TASK DETAILS >>
Look through the listing for the string "instance" and copy out every line that holds it.

SUPPLIED INFORMATION >>
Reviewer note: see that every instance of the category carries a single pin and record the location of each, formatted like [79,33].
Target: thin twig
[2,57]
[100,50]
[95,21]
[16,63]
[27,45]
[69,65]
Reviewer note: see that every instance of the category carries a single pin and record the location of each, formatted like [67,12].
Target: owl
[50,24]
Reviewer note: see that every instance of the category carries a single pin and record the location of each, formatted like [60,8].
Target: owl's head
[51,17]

* * *

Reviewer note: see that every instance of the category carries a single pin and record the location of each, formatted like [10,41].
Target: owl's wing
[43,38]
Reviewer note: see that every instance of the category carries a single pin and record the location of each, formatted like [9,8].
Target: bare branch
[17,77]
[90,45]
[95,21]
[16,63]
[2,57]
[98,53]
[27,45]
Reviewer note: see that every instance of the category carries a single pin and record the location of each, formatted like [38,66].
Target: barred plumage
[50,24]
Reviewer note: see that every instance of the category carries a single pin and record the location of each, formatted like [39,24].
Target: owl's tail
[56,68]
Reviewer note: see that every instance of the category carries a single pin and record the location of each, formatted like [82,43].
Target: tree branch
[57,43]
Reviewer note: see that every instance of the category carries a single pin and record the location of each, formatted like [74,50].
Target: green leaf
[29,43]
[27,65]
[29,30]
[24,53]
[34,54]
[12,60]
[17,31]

* * *

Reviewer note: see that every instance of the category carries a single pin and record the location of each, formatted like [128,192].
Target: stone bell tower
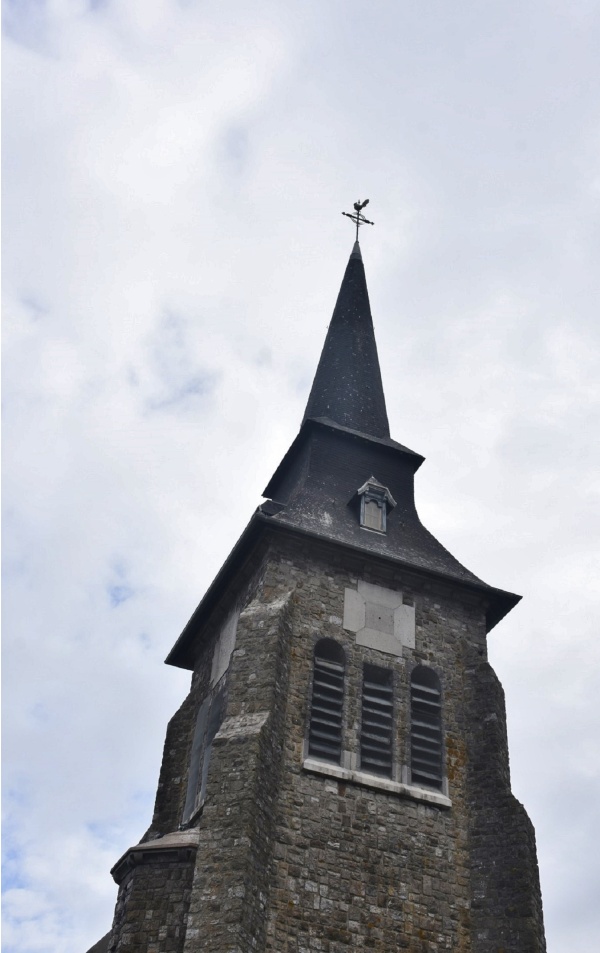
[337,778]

ANSWER TO THIS PROBLEM >>
Reviewer note: see that every instance of the category carries a single pin and record the location of each, formatted like [79,33].
Reviewer note: see that every instance of the category carries a single pin and record the location of each, formatted like [67,12].
Reviewer note: see that every instance of the category carries a single pin and record the location of each, formatted like [60,8].
Reviewer note: see that every instance of the category carries a single pin and record the location of each, formatted like [10,41].
Reviewer note: see that every instance of the category carries a single pin and record the location of each, formatted like [9,8].
Reviewer note: see that every instance of the category carries a single pin and record the location of each, formatted like [38,66].
Reviewer note: see that every instance of the category carries a single pin and record the location of each, formatted like [39,24].
Reviewer note: see that every instance of the category carries a single pin and record the location of each, formatted like [82,43].
Reviewer note: see that every instance of the category carries a single pin and record the location of each, formatted like [74,50].
Reviewer note: see that every instance of the category carries a single pin and record the location of each, formatted like [128,192].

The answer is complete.